TAREA A REALIZAR:
Por favor, reproduce sin ningún cambio el tramo del texto sobre la clase de Extensión Agrícola que va desde "Lo curioso es" hasta "talleres de microempresas…)".

FRAGMENTO DEL TEXTO:
Asisto a una clase de Extensión Agrícola.
Hasta donde sé, esta es una división de la UPR, institución laica, subsidiada
con fondos públicos. La instructora
comienza “elevando una oración al todopoderoso”. Yo miro al colega, sorprendida. Participo en otro taller de la misma
división, el instructor comienza cada mañana con una bendición religiosa. Tolero el saludo religioso todas las semanas. En la actividad de cierre, el instructor nos “obliga” a ponernos de pie
e inclinar nuestras cabezas como gesto de humildad para dedicarle la actividad
de cierre “al señor”. Para no levantar
escollos, simplemente me escurro tras una columna para no participar. Me
indigna no tener la valentía de oponerme abiertamente a esta barbaridad, a esta
imposición. Pero sé también que de
hacerlo, caería en la desgracia social. Todos me mirarían raro; es posible que
hasta me digan que me vaya para una esquina como criatura maldita y no moleste
para que los demás puedan dar gracias por sus infelices vidas. ¿Cuál sería el
peor de los dos males?
Lo curioso es que el beato que no pierde
oportunidad de llenarse la boca hablando de Dios, es un tipo de una moralidad
cuestionable. Nos ha confesado cosas que podrían ponerlo en aprietos si fuéramos
a chotearlo; admite que sólo ofrece el curso para satisfacer unos requisitos
que le imponen para obtener un préstamo, que a pesar de ser “un apasionado de
su arte”, su gran motivador es el lucro y así nos insta a crear con la promesa de grandes ganancias. (Por cierto,
todas las clases de Extensión Agrícola se llaman talleres de microempresas…)

(Registros de etiquetado de ubicaciones)

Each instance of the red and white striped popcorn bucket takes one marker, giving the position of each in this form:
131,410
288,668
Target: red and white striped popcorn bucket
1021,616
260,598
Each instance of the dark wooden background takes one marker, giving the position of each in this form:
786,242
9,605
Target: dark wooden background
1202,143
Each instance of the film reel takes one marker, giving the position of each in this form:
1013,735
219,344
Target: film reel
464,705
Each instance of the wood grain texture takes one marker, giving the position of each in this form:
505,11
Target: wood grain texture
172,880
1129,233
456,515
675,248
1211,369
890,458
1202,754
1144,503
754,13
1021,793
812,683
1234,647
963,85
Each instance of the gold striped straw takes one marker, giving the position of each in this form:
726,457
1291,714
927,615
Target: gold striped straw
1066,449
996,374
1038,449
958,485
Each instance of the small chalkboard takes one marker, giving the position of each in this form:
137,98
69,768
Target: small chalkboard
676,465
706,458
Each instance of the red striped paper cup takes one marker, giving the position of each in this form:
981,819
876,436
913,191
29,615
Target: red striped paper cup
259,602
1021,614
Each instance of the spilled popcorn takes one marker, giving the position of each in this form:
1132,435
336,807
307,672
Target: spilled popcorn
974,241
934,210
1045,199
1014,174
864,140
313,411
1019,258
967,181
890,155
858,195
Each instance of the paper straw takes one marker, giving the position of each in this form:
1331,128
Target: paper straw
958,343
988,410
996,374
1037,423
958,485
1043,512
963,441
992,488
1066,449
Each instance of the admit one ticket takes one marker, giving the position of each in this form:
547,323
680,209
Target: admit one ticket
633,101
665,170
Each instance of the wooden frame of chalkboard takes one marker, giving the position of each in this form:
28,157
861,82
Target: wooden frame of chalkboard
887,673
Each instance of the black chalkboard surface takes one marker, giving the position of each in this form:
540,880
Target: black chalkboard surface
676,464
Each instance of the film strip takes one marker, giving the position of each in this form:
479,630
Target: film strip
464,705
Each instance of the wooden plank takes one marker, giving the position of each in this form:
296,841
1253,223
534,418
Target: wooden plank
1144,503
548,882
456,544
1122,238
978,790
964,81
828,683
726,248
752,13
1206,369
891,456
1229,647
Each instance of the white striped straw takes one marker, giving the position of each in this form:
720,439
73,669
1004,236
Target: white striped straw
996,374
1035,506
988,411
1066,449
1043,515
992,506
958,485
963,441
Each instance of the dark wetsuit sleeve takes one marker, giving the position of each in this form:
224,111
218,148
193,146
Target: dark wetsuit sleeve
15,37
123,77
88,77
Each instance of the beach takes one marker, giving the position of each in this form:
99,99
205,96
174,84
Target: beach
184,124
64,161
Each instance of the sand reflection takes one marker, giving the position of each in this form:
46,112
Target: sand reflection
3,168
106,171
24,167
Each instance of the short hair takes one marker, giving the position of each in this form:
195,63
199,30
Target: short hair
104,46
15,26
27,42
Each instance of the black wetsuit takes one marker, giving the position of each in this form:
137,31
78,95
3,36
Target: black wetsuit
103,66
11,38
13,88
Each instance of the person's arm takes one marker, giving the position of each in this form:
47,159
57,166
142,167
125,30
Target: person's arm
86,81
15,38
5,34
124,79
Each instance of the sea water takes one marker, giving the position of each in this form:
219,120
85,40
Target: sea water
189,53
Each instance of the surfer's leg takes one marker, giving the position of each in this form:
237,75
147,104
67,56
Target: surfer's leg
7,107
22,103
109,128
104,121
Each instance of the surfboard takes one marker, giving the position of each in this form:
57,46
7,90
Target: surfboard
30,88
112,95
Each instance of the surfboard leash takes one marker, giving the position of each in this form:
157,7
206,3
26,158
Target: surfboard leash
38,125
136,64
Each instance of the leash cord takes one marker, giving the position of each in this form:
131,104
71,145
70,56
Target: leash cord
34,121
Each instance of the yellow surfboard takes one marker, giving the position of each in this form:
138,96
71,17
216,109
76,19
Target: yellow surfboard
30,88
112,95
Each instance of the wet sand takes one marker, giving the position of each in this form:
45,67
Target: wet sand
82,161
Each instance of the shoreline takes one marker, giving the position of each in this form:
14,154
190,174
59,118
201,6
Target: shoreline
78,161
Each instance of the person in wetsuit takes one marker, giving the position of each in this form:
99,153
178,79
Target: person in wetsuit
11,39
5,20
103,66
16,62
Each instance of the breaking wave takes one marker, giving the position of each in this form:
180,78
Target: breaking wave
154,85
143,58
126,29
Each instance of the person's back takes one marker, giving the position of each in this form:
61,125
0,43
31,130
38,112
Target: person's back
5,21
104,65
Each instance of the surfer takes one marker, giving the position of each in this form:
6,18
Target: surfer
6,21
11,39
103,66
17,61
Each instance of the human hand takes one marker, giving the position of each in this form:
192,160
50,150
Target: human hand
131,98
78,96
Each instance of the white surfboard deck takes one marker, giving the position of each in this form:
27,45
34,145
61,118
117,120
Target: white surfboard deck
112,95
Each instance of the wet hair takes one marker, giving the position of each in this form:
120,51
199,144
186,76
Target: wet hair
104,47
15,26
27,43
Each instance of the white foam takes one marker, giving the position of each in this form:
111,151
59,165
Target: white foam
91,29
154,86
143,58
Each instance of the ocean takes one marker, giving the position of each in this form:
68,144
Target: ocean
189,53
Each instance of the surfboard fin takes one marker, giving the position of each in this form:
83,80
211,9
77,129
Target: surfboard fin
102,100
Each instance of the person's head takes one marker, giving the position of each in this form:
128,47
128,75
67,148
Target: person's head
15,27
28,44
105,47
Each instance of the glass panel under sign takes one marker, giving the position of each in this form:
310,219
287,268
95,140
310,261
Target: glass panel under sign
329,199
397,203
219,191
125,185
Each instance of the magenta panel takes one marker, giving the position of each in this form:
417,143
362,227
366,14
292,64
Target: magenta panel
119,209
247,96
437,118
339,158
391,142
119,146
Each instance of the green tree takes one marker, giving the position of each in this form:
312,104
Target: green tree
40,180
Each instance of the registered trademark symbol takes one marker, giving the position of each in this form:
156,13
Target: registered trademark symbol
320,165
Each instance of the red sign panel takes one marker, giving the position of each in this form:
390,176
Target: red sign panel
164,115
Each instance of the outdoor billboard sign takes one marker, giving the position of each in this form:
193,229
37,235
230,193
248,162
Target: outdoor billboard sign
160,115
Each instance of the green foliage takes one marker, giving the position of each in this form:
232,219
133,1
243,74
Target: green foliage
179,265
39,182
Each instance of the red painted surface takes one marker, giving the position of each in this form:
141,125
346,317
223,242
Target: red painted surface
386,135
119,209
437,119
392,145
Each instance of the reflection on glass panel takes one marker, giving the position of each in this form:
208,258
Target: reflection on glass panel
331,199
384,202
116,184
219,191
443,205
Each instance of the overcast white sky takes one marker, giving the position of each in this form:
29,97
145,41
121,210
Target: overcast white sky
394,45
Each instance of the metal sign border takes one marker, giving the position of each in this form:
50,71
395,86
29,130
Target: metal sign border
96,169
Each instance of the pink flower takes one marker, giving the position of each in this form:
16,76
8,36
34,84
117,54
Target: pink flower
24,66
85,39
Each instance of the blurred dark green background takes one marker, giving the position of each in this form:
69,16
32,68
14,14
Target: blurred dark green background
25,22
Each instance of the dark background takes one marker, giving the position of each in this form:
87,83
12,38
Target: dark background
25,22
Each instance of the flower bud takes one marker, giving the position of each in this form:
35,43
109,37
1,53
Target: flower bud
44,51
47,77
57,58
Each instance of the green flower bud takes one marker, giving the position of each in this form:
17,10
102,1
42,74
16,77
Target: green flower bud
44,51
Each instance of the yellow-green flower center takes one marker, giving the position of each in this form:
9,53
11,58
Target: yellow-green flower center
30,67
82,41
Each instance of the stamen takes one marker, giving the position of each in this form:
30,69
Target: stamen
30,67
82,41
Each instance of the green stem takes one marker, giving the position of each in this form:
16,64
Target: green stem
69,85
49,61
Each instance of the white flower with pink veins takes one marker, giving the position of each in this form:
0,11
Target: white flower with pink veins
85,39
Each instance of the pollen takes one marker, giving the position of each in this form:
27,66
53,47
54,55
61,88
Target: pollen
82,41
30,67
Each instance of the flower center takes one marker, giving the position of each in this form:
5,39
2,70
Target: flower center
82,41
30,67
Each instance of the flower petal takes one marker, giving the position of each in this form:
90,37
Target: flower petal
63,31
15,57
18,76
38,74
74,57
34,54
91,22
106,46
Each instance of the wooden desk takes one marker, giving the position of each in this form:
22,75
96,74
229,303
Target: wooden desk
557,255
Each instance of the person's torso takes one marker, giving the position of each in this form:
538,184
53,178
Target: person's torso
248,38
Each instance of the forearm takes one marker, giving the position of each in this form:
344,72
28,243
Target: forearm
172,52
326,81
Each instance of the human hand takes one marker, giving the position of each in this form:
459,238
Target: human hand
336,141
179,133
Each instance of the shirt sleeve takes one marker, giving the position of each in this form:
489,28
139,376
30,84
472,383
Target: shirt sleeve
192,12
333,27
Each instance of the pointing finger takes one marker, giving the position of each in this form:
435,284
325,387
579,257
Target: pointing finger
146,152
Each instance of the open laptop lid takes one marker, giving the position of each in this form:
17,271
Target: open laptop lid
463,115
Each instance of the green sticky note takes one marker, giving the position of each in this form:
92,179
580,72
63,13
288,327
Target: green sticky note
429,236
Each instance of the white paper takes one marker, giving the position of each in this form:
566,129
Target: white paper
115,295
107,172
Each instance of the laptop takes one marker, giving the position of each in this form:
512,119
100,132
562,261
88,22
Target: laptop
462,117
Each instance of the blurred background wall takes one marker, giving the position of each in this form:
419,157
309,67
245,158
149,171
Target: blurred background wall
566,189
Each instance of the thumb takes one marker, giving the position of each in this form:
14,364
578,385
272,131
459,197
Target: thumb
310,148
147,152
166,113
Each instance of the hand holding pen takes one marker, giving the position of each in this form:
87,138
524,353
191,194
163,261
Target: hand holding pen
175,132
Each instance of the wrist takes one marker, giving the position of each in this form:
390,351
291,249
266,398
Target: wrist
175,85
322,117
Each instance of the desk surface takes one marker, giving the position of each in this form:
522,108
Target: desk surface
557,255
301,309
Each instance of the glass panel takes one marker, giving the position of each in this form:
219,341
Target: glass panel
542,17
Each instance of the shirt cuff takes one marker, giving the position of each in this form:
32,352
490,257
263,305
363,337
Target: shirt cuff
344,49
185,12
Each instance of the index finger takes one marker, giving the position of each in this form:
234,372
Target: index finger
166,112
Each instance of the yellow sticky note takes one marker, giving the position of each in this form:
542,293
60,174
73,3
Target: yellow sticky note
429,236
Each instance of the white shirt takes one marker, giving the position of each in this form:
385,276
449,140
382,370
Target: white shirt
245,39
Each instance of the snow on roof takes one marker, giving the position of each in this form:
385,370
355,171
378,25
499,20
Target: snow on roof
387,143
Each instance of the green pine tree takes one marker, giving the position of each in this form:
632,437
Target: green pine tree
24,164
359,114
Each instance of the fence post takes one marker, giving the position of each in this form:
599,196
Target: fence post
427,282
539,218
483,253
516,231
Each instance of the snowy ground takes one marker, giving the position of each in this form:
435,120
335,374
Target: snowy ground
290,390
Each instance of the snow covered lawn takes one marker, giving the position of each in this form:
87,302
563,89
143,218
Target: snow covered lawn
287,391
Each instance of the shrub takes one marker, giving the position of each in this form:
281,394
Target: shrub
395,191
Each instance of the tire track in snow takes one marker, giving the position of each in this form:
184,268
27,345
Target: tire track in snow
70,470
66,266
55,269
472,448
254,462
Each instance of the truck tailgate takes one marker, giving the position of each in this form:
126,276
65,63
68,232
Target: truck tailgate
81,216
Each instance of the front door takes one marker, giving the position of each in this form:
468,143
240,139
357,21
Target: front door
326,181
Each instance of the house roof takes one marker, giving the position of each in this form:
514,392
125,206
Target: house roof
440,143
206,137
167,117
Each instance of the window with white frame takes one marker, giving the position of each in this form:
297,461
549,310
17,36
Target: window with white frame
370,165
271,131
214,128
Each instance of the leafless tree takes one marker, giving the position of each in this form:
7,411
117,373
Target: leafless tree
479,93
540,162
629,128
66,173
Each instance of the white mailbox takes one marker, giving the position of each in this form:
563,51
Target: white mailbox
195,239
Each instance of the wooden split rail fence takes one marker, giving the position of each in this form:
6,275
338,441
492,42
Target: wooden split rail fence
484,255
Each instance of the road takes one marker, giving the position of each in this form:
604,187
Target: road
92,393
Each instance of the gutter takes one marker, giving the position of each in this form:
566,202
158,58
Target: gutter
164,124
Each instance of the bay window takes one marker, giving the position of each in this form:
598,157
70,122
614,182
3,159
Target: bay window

RESPUESTA DEL EJERCICIO:
Lo curioso es que el beato que no pierde
oportunidad de llenarse la boca hablando de Dios, es un tipo de una moralidad
cuestionable. Nos ha confesado cosas que podrían ponerlo en aprietos si fuéramos
a chotearlo; admite que sólo ofrece el curso para satisfacer unos requisitos
que le imponen para obtener un préstamo, que a pesar de ser “un apasionado de
su arte”, su gran motivador es el lucro y así nos insta a crear con la promesa de grandes ganancias. (Por cierto,
todas las clases de Extensión Agrícola se llaman talleres de microempresas…)